CHECK YOUR UNDERSTANDING
- A) In the sukiyaki passage, why does the narrator's mother slice scallions lengthwise first and then on the diagonal?
- B) From the sukiyaki passage, write out everything from "When chef’s class" down to "shiver with pleasure.".
- C) Carry the sukiyaki passage forward from its final sentence.

Day 650 April 13, 2022
Sukiyaki
I always enjoyed the idea of cooking. In high school, I took all the levels of chef’s class. I met my freshman year girlfriend in chef’s class. Maria was proud of making spaghetti sauce from scratch, which I didn’t really fathom, but she was Italian, and I imagine had a much more authentic and pure vision of what spaghetti sauce should taste like. I didn’t make red sauce from scratch, but I emulated my father and cut up lots of vegetables, whatever was in the refrigerator, stir fried them, then mixed them into a jar of whatever red sauce was handy, and seasoned with pepper and slices of cheese.
When chef’s class made pancakes, I went rogue and made the crepes my father made and what I grew up eating, but I have since learned they are not really crepes at all, but some interpretation of crepes that some people find disappointing, much like I imagine Maria would have felt about my spaghetti sauce. But I didn’t know better then, and made a big show of not following directions, and then flipping my delicate confections into the air higher and higher until everyone was flipping pancakes, but mostly the heavy spongy kind. Mine were wrapped around a hot apple compote and drizzled with syrup. Even now it makes my nose shiver with pleasure.
My mother is the one who taught me to slice the scallions lengthwise first, one cut on each leaf, once down the stalk, and then diagonal to get the most flavor out. My parents would get excited when there was some big production involved with dinner, like making Korean sukiyaki on an electric pan in the middle of the kitchen table, all the ingredients sliced and laid out ready to be added. Both of them taking turns deciding what should be added next, whether to turn up or down the heat, what was ready to be portioned out to each of our plates with their deft chopsticks.

GIVEN DATA
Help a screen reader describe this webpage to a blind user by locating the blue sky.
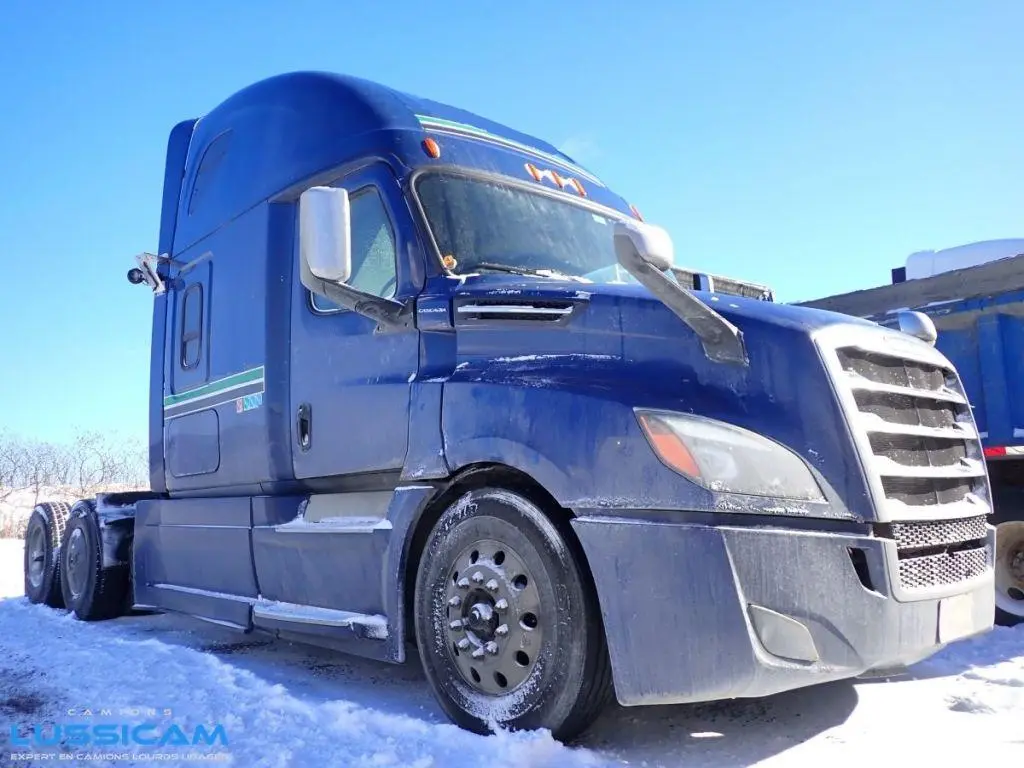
[0,0,1024,440]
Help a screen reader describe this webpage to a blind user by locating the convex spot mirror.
[299,186,352,283]
[611,221,675,272]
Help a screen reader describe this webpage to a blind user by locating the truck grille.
[892,515,988,557]
[822,329,991,599]
[899,546,988,592]
[837,347,985,517]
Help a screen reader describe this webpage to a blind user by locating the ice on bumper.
[573,515,994,705]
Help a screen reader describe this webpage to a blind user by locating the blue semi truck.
[804,239,1024,626]
[25,73,994,738]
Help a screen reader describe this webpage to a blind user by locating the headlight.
[636,410,824,501]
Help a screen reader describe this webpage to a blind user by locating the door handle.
[295,402,313,451]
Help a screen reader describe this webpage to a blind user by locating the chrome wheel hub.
[444,540,544,695]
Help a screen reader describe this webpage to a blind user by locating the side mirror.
[896,309,939,347]
[299,186,352,289]
[611,221,675,272]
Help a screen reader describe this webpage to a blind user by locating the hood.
[455,274,882,519]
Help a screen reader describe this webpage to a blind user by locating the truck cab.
[27,73,993,737]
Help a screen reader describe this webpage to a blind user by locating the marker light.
[423,138,441,160]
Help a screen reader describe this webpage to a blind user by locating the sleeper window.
[181,283,203,369]
[312,187,395,311]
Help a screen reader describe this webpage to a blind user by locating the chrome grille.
[818,328,992,600]
[892,515,987,557]
[899,547,988,591]
[837,346,985,517]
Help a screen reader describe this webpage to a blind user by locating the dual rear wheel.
[25,501,130,622]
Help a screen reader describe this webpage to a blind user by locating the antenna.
[128,253,170,296]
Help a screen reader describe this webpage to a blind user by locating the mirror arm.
[623,257,750,366]
[307,278,413,331]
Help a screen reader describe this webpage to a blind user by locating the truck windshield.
[417,173,632,283]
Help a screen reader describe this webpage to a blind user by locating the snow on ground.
[0,540,1024,768]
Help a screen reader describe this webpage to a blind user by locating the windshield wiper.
[473,261,590,283]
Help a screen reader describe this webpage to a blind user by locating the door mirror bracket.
[299,186,413,330]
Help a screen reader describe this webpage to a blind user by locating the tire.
[414,488,612,740]
[989,483,1024,627]
[995,520,1024,627]
[24,502,71,608]
[60,502,130,622]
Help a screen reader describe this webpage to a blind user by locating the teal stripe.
[164,366,263,408]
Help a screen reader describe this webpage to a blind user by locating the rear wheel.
[24,502,71,608]
[60,502,129,622]
[415,488,611,739]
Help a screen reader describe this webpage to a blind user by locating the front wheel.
[415,488,611,739]
[995,520,1024,627]
[25,502,71,608]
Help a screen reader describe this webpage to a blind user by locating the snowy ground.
[0,540,1024,768]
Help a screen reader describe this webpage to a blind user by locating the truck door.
[290,163,419,479]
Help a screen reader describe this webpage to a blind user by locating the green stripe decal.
[164,366,263,408]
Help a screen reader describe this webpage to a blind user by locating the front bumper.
[572,513,994,706]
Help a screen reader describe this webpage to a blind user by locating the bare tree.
[0,431,148,537]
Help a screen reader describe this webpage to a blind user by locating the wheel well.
[402,464,603,642]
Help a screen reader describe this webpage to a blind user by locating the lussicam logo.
[10,723,227,749]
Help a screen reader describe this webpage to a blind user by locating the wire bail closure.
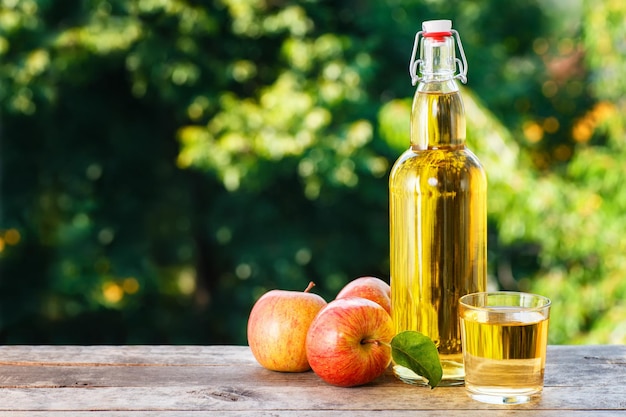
[409,29,467,85]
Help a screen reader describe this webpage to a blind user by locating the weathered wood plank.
[0,346,626,389]
[0,384,626,414]
[0,346,626,417]
[0,408,626,417]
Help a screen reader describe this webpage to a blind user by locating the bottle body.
[389,87,487,385]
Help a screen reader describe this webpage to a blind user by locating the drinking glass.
[459,291,550,404]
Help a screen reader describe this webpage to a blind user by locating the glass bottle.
[389,20,487,385]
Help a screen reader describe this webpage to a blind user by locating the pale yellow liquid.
[389,92,487,385]
[461,309,548,403]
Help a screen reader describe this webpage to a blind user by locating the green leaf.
[391,330,443,388]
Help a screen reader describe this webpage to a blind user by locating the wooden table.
[0,345,626,417]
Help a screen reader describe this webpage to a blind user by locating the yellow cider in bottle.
[389,21,487,385]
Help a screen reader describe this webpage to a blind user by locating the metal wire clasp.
[409,29,467,85]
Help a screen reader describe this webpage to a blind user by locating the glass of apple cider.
[459,291,550,404]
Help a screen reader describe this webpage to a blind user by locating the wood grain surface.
[0,345,626,417]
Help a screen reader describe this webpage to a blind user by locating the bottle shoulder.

ANSWERS TO THE PROBLEMS
- A) She slices them that way to get the most flavor out of the scallions: first one lengthwise cut on each leaf and once down the stalk, then diagonal cuts.

- B)
When chef’s class made pancakes, I went rogue and made the crepes my father made and what I grew up eating, but I have since learned they are not really crepes at all, but some interpretation of crepes that some people find disappointing, much like I imagine Maria would have felt about my spaghetti sauce. But I didn’t know better then, and made a big show of not following directions, and then flipping my delicate confections into the air higher and higher until everyone was flipping pancakes, but mostly the heavy spongy kind. Mine were wrapped around a hot apple compote and drizzled with syrup. Even now it makes my nose shiver with pleasure.

- C)
I haven’t tried making sukiyaki, and haven’t had it since our last trip to Korea a few years ago. That is something to look forward to.
These days I am cooking recipes that arrive in a box on Monday afternoons. They are prepackaged portions with recipes that I squint over as I zest lemons or spoon turmeric onto rice, neither a thing I ever engaged in before the pandemic. A by product of my lack of imagination, has been the adoption of these meals in a box. I am making new foods that taste good, are made with relatively fresh produce, and it is easy and involves very little creativity. But because of that lack of creativity, there is a certain blandness, a lack of verve, a little sadness to each of these meals, like the are mere simulacrum of the photos on the front of each recipe sheet.
I look forward to a future when I have more time, when I am not starting to cook dinner at 7:30, when I can call my mother and ask for her recipe for this thing or that, her approximate units of measurement a testimony to her ingenious sense of taste and smell, her special kind of creativity. I don’t know if all children feel this way, but nearly every meal is a disappointment when compared to the same thing my mother made. I have been ruined by pleasure.
I’ll have to research sukiyaki, and maybe I will gather those ingredients this weekend, see if I need to order a pan, stop by the Asian grocery for those little mushrooms, call my mom for suggestions on how to make the broth.